### Task objective
Pull out each line of the records below that contains the string "ceiling". Case counts.

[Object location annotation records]
--------------------------------

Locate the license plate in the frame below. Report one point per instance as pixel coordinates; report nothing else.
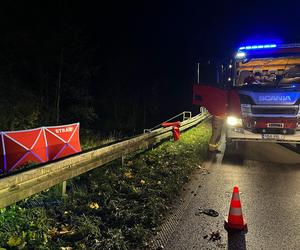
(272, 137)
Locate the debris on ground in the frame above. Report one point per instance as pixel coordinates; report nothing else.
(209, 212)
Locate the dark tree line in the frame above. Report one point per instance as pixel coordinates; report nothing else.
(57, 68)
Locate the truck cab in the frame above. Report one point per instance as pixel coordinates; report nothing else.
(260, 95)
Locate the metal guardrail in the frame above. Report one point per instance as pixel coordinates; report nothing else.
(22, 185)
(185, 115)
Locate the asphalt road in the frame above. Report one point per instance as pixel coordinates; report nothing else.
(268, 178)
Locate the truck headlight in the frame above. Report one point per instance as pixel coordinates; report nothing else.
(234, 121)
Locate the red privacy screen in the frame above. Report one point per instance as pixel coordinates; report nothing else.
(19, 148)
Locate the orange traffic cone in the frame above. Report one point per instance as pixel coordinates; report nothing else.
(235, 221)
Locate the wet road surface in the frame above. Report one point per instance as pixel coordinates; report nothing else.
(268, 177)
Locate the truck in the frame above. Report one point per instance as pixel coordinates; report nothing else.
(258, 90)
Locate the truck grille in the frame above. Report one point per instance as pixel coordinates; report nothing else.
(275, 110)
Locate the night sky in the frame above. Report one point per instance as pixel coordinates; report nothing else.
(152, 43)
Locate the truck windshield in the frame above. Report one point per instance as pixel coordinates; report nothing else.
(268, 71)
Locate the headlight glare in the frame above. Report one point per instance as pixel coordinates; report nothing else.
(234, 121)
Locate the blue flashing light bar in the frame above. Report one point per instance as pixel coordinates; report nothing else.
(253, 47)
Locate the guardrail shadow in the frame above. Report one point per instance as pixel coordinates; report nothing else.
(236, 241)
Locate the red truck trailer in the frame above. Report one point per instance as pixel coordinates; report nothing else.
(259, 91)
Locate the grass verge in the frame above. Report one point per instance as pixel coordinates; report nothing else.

--------------------------------

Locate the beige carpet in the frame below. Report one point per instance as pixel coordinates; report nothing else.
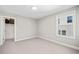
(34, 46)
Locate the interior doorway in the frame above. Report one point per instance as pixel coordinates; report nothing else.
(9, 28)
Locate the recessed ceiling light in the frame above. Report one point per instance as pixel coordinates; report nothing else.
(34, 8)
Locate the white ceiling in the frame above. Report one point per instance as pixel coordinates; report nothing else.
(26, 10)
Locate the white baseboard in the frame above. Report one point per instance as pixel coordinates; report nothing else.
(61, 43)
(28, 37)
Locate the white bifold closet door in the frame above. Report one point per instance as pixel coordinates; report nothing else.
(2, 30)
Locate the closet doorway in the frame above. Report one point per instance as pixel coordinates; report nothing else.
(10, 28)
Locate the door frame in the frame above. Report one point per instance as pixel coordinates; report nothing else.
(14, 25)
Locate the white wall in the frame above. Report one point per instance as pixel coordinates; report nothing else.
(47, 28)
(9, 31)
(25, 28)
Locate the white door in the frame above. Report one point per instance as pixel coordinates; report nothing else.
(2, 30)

--------------------------------

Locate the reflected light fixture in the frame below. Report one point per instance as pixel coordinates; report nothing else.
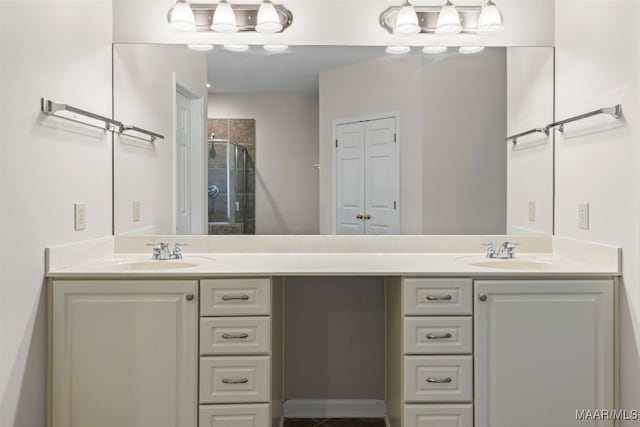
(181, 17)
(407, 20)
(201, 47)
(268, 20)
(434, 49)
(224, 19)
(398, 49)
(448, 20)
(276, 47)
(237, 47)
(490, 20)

--------------------------------

### The completed task
Locate the recessed ceiling light in the frame above. Report one point per instance as pixel coordinates; report nothing else.
Locate the white ceiling in the frame above. Report one point per instance as pixel coordinates; report nothing else.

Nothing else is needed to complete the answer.